### Problema 1
Diga se cada afirmação concorda com o texto sobre Minha Fama de Mau: (a) o filme é o quarto longa-metragem de Lui Farias; (b) Erasmo conheceu o pai ainda na infância; (c) o filme estreia numa quinta-feira. Responda sim ou não a cada uma, citando as palavras decisivas do texto.
### Problema 2
Reproduza literalmente o trecho do texto sobre Minha Fama de Mau que se inicia com as palavras que contêm "Lui Farias, diretor" e se encerra com "conheceu o Tremendão.".

Minha Fama de Mau

Lui Farias, diretor da cinebiografia da juventude de Erasmo Carlos, “Minha Fama de Mau”, estreia desta quinta-feira, 14 de fevereiro, gosta de dizer que seu quarto longa-metragem nasceu “há 50 anos”, quando conheceu o Tremendão.

Tal conhecimento, relembra o cineasta, hoje com 60 anos, se deu em momento complicado para o compositor. As relações entre Erasmo e seu parceiro mais famoso, Roberto Carlos, estavam estremecidas. O programa que comandavam na TV, o “Jovem Guarda”, viveria seus momentos derradeiros. Afinal, Roberto se dedicaria, dali em diante, por inteiro, à carreira solo. O Tropicalismo chegava com força total e a MPB se consolidava como força hegemônica. Os shows de Erasmo rarearam e a grana tornou-se escassa. Havia o risco de perder o apartamento em frente ao mar, presente que o outrora menino, muito pobre, prometera à mãe trabalhadora. Queria dar conforto àquela mulher que o criara sozinha (no filme, a vemos em sensível interpretação de Isabela Garcia). O compositor só conheceria o pai aos 23 anos e não estabeleceria relação afetiva com ele.

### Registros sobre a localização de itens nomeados
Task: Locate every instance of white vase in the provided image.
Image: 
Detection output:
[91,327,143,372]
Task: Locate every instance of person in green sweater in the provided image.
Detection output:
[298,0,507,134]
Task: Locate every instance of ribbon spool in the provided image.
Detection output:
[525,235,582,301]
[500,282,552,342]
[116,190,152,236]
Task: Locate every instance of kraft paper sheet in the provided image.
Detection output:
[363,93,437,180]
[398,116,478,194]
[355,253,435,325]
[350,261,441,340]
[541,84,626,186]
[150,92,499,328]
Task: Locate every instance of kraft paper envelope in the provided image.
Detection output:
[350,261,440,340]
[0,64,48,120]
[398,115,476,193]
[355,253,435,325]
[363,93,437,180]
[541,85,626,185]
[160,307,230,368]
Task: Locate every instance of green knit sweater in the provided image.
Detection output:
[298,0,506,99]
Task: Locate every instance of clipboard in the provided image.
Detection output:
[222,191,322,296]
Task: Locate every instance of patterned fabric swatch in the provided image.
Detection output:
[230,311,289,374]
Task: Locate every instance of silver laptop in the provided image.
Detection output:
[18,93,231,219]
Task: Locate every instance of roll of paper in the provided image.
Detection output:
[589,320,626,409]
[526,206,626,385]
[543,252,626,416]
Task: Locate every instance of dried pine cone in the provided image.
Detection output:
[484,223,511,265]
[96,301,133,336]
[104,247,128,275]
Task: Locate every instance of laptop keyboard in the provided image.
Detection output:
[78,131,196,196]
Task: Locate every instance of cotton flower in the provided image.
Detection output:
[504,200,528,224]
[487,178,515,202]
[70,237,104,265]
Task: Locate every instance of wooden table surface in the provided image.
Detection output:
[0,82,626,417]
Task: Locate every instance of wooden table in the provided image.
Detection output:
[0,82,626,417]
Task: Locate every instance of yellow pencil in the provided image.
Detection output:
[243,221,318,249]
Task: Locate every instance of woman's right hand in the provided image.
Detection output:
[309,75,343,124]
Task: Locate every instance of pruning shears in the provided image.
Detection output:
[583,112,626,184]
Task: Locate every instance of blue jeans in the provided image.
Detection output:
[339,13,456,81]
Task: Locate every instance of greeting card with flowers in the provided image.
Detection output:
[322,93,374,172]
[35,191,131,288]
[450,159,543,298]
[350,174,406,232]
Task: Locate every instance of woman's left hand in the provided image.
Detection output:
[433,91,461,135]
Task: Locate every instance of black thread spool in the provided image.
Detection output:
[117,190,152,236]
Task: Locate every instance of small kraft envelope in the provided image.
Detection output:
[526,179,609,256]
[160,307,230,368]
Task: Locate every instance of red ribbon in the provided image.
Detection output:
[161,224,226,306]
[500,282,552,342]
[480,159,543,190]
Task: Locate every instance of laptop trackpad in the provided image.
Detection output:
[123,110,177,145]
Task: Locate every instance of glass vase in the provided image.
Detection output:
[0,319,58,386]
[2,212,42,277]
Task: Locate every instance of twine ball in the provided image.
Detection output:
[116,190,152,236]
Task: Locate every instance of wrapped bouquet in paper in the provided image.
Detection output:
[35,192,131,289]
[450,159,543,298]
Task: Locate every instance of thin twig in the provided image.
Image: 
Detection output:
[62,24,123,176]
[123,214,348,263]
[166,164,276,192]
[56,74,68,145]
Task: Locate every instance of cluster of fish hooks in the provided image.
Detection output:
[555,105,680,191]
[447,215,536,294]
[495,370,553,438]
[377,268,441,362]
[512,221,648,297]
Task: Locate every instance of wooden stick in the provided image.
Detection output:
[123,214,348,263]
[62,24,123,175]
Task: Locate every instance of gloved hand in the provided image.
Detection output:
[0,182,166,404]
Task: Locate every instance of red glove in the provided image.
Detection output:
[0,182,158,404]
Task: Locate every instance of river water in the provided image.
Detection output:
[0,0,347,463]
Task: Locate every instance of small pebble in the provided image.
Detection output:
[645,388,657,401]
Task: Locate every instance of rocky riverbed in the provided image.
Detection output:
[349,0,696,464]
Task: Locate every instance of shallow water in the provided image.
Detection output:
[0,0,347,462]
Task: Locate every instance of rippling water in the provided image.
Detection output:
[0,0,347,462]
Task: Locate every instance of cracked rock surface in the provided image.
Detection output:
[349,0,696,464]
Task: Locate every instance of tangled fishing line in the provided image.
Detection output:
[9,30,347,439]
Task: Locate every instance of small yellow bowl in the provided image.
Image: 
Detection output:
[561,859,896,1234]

### Solução escrita 1
(a) Sim: “seu quarto longa-metragem”.
(b) Não: “O compositor só conheceria o pai aos 23 anos”.
(c) Sim: “estreia desta quinta-feira, 14 de fevereiro”.

### Solução escrita 2
Lui Farias, diretor da cinebiografia da juventude de Erasmo Carlos, “Minha Fama de Mau”, estreia desta quinta-feira, 14 de fevereiro, gosta de dizer que seu quarto longa-metragem nasceu “há 50 anos”, quando conheceu o Tremendão.